Collected data:
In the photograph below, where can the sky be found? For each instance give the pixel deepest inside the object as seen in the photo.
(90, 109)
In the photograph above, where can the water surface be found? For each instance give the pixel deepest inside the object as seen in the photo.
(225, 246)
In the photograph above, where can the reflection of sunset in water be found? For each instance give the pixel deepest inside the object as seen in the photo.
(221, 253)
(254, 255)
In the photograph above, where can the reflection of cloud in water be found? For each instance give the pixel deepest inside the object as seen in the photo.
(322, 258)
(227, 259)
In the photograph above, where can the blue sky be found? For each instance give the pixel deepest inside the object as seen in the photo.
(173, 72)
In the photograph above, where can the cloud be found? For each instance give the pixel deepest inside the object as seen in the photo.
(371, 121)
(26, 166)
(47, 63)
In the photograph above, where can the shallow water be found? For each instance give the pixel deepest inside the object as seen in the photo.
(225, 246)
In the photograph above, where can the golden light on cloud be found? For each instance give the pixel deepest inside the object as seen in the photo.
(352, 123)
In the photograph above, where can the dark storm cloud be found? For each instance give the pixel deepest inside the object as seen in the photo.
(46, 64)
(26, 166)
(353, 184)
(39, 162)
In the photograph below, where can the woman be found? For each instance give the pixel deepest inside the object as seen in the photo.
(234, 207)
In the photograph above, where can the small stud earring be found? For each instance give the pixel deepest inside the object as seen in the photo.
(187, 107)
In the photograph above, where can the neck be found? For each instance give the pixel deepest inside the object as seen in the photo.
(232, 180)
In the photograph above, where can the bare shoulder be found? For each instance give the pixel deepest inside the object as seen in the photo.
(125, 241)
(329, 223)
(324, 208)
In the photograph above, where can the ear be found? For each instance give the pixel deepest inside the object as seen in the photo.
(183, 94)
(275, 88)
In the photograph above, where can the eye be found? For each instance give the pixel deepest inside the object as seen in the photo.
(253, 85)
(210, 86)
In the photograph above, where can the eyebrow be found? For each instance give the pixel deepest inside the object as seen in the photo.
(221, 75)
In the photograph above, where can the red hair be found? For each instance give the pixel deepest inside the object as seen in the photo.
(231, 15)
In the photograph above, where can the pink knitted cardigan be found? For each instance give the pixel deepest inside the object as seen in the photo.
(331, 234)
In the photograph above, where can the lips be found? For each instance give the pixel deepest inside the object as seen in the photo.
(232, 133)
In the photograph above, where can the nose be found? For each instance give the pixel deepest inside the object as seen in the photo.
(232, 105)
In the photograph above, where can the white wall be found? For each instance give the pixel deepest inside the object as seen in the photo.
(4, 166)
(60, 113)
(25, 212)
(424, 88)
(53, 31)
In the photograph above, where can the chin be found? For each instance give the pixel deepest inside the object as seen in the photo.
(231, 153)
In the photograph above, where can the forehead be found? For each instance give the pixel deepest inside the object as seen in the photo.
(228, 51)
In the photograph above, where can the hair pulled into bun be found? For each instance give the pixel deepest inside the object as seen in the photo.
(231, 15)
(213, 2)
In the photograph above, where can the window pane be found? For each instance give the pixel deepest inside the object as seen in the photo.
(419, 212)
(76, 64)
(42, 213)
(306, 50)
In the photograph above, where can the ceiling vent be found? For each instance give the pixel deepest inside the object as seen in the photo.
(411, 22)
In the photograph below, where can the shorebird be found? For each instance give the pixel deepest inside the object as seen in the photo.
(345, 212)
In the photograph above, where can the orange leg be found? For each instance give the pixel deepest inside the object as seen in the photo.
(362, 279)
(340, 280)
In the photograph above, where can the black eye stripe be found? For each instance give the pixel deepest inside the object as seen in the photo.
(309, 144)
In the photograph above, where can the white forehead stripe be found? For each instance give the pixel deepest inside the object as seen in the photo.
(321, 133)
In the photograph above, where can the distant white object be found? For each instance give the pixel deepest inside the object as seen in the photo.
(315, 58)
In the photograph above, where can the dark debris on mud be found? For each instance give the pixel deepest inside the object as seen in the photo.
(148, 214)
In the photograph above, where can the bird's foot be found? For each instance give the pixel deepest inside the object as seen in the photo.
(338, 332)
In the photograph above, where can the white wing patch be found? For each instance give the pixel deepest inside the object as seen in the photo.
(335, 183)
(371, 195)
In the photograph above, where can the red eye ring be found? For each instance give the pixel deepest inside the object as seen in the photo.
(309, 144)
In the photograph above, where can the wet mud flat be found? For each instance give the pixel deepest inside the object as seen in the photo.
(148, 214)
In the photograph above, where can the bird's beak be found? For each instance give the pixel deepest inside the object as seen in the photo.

> **Requirements**
Return the listing above as a JSON array of strings, one string per line, with blank lines left out.

> **Complete output**
[
  "In the photograph below, where can the sky be found? For each instance give the pixel deepest inside the object as seen in the photo.",
  "(90, 109)",
  "In the photograph above, where can the water surface be found? For each instance give the pixel deepest inside the object as seen in the photo.",
  "(225, 246)",
  "In the photograph above, where can the reflection of sunset in water be found? For each instance give the pixel deepest inside the object as seen in the photo.",
  "(221, 253)",
  "(254, 255)",
  "In the photograph above, where can the reflection of cloud in water be found? For each instance give the pixel deepest inside the object as seen in the photo.",
  "(322, 258)",
  "(227, 259)",
  "In the photograph above, where can the blue sky be found? For each instance give the pixel deepest inside the object as seen in the photo.",
  "(173, 72)",
  "In the photograph above, where can the cloud be found? For each instance give the pixel deepest inside the object as seen in the photo.",
  "(371, 121)",
  "(26, 166)",
  "(47, 63)",
  "In the photograph above, where can the shallow water be found? For each instance give the pixel deepest inside the object as seen in the photo.",
  "(225, 246)",
  "In the photograph above, where can the golden light on cloud be found? For each instance give the pixel deepest inside the object as seen in the photo.",
  "(352, 123)",
  "In the photograph above, where can the dark storm cloud be found? For each instance give the pixel deepest inside the object as seen in the photo.",
  "(46, 64)",
  "(26, 166)",
  "(353, 184)",
  "(39, 162)",
  "In the photograph below, where can the woman be found? For each instance give the pixel deepest inside the object as seen in the photo.",
  "(234, 207)",
  "In the photograph above, where can the small stud earring be found? For each instance give the pixel deepest inside the object as seen in the photo.",
  "(187, 107)",
  "In the photograph above, where can the neck be found? For each instance give the pixel deepest inside the object as seen in the photo.",
  "(232, 180)",
  "In the photograph above, where can the bare shoulder be found? For each instance give the pixel deepest inside the object as seen in the photo.",
  "(125, 241)",
  "(329, 223)",
  "(324, 208)",
  "In the photograph above, where can the ear be found? For each instance give the pixel deepest inside the object as seen in the photo.",
  "(183, 94)",
  "(275, 88)",
  "In the photograph above, where can the eye be found? For each instance give the pixel deepest inside the object as seen in the photo.",
  "(253, 85)",
  "(210, 86)",
  "In the photograph above, where can the eyebrow be found? For each instance give the pixel deepest inside the object as seen in the photo.",
  "(221, 75)",
  "In the photograph above, where can the red hair be found? For each instance give the pixel deepest inside the object as seen in the photo.",
  "(231, 15)",
  "In the photograph above, where can the pink knitted cardigan be found? For each instance give the pixel deepest inside the object as seen in the photo.",
  "(331, 234)",
  "In the photograph above, where can the lips be found? For each instance give the pixel deepest inside the object as seen in the photo.",
  "(232, 133)",
  "In the photograph above, where can the nose be found? For each instance give the pixel deepest inside the object as seen in the photo.",
  "(232, 105)",
  "In the photograph above, where can the white wall be found? For each instance give the pixel deepest inside the object as seen in the photo.",
  "(4, 166)",
  "(60, 113)",
  "(25, 212)",
  "(424, 88)",
  "(53, 31)",
  "In the photograph above, where can the chin be found? For each instance give the pixel deepest inside the object as seen in the photo.",
  "(231, 153)",
  "In the photograph above, where can the forehead be found? For each instance give the pixel deepest inside the object as seen in the photo.",
  "(228, 51)",
  "In the photograph above, where can the hair pulled into bun be found? For each instance give the pixel deepest inside the object as seen in the photo.",
  "(231, 15)",
  "(213, 2)",
  "In the photograph above, where can the window pane be found? For each instance give the pixel deepest inside the object as seen in the photo.",
  "(419, 212)",
  "(76, 64)",
  "(42, 213)",
  "(306, 50)",
  "In the photograph above, where can the ceiling vent be found? For each instance give the pixel deepest inside the object as seen in the photo.",
  "(411, 22)",
  "In the photograph below, where can the shorebird be found? For each instance give the pixel deepest inside the object as seen in the photo.",
  "(345, 212)",
  "In the photograph above, where can the orange leg be found? For each instance give the pixel deepest inside the object as seen in the photo.",
  "(362, 279)",
  "(340, 280)",
  "In the photograph above, where can the black eye stripe be found? For each instance give the pixel deepest inside the object as seen in the photo.",
  "(309, 144)",
  "In the photograph above, where can the white forehead stripe be found? For each instance give the pixel deepest inside the object as seen in the photo.",
  "(321, 133)",
  "In the photograph above, where can the distant white object be found? For each instance give the pixel deepest inside the object as seen in the photo.",
  "(315, 58)",
  "In the photograph above, where can the dark debris on mud be found? For each instance give the pixel deepest inside the object as seen in the photo.",
  "(148, 214)",
  "In the photograph above, where can the bird's foot be found? For each instance give the pixel deepest inside the object as seen in the photo.",
  "(338, 332)",
  "In the photograph above, where can the white wing patch be found? For each instance give the pixel deepest inside the object as seen in the photo.",
  "(335, 183)",
  "(371, 195)",
  "In the photograph above, where can the red eye ring be found? For each instance give the pixel deepest inside the object as seen in the photo.",
  "(309, 144)",
  "In the photograph above, where can the wet mud flat be found? For each instance give the pixel deepest inside the object as seen in the photo.",
  "(148, 214)",
  "In the photograph above, where can the bird's beak be found? For each instance give the pixel deepest inside the object as seen in the photo."
]